Classification is the process of organizing individuals into groups according to shared qualities or characteristics. Classification is used in GIS, cartography and remote sensing to generalize complexity in, and extract meaning from, geographic phenomena and geospatial data. There are different kinds of classifications, but all will generally involve a classification schema or key, which is a set of criteria (usually based on the attributes of the individuals) for deciding which individuals go into each class.  Changing the classification of a data set can create a variety of different maps. 
Humans use categories in every aspect of everyday life to make sense of the world. Common nouns are categories of entities; most adjectives are categories of the attributes of those entities. Even regions can be thought of as spatial categories.
A useful category is one that creates cognitive efficiency by allowing us to think about the groups as a whole without having to think about the individuals. To accomplish this, the ideal category would consist of individuals that share a wide variety of characteristics with other members of the category, while having very little in common with individuals outside the category. That is, good categories should have minimal intra-category variation and maximal inter-category variation. In such an ideal situation, one can deduce the characteristics of an individual from the categories to which it belongs with greater certainty (that is, there is less danger of the ecological fallacy). By this criterion, the worst possible set of categories would be to randomly assign individuals to categories; the lack of any intra-category similarity means that one cannot safely deduce anything about an individual based on the characteristics of the category (although this lack of predictability makes random categorization an ideal approach for statistical sampling).

(Supplied information):

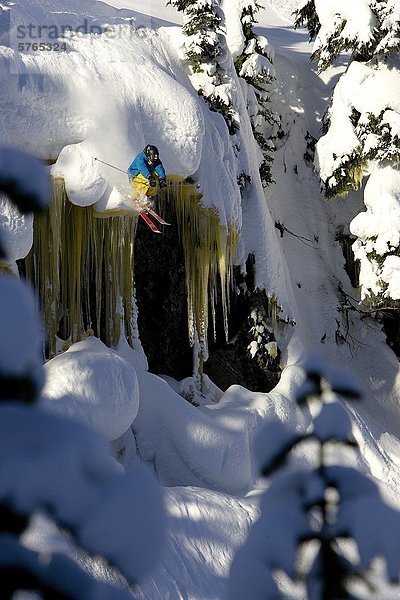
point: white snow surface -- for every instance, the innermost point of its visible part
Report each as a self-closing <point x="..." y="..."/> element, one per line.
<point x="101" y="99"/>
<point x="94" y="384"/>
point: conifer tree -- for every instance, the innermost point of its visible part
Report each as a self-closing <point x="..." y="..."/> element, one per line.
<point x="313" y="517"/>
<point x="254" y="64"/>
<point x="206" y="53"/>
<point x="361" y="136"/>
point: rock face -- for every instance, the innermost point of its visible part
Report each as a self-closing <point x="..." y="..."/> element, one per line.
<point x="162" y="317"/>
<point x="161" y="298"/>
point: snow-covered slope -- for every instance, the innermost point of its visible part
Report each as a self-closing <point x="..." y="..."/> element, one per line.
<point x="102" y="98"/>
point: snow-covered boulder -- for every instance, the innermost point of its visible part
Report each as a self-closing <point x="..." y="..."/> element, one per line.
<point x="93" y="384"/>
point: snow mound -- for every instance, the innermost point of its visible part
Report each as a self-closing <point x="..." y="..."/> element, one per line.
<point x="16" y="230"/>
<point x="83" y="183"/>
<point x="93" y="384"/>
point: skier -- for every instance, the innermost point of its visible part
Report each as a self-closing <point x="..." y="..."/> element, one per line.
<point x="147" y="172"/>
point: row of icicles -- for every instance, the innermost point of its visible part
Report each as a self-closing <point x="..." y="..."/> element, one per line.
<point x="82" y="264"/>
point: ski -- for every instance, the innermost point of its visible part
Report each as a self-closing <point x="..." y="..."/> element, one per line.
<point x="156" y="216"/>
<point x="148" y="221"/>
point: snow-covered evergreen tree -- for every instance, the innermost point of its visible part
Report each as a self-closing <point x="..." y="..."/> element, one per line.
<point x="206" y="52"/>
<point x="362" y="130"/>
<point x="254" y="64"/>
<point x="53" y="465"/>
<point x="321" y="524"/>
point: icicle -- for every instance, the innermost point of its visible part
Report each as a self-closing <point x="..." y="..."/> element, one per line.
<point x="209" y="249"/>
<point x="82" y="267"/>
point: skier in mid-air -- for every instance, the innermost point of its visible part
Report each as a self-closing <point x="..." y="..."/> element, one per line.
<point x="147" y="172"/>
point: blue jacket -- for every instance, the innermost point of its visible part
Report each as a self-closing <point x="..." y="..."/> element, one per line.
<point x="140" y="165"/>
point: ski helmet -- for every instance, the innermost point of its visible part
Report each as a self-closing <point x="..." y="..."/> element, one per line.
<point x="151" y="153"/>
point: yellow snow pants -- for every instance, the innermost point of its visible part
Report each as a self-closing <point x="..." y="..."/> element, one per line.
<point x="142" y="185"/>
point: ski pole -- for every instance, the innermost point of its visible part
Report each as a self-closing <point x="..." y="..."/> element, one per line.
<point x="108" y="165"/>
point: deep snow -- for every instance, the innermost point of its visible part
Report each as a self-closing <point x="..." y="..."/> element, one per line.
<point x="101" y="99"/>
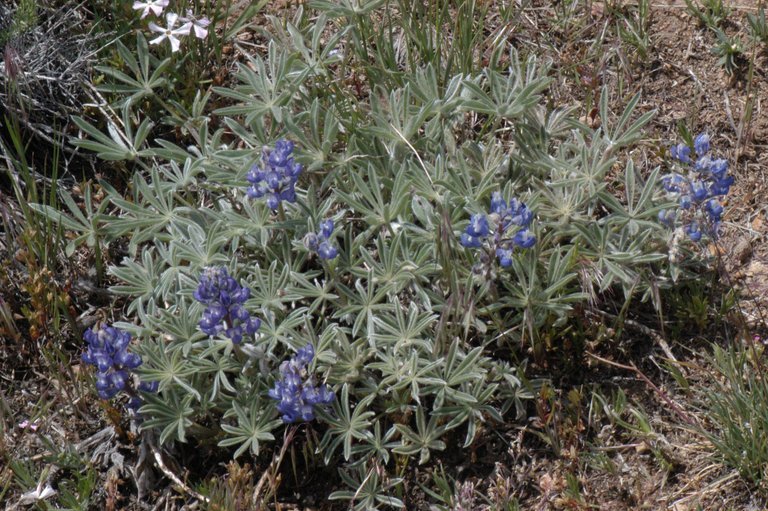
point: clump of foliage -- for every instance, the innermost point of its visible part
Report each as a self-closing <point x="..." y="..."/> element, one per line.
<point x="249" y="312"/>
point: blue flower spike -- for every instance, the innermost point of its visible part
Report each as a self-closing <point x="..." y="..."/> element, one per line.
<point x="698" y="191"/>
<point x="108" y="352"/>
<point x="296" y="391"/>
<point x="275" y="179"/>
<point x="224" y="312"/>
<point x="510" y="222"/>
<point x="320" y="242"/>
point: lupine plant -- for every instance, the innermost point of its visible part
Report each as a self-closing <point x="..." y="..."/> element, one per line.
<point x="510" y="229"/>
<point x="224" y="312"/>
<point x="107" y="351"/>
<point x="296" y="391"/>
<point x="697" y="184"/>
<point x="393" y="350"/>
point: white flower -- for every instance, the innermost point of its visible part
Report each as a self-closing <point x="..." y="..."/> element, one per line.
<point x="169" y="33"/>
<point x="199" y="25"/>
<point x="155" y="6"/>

(Your tasks):
1 – Answer these from the passage on classification:
(a) What does a classification schema or key consist of?
(b) What are common nouns described as?
(c) Which kind of categorization is called ideal for statistical sampling?
2 – Find every line of the listing that contains the string "covered", and copy each one. Case counts.
The listing has no connection to the passage on classification.

(Answers to the tasks):
1 –
(a) A set of criteria, usually based on the attributes of the individuals, for deciding which individuals go into each class.
(b) Categories of entities.
(c) Random categorization.

2 –
point: snow-covered slope -- for every instance, the innermost point of its visible part
point: snow-covered boulder -- for every instance, the innermost point of its visible part
point: snow-covered evergreen tree -- for every instance, the innermost point of its visible part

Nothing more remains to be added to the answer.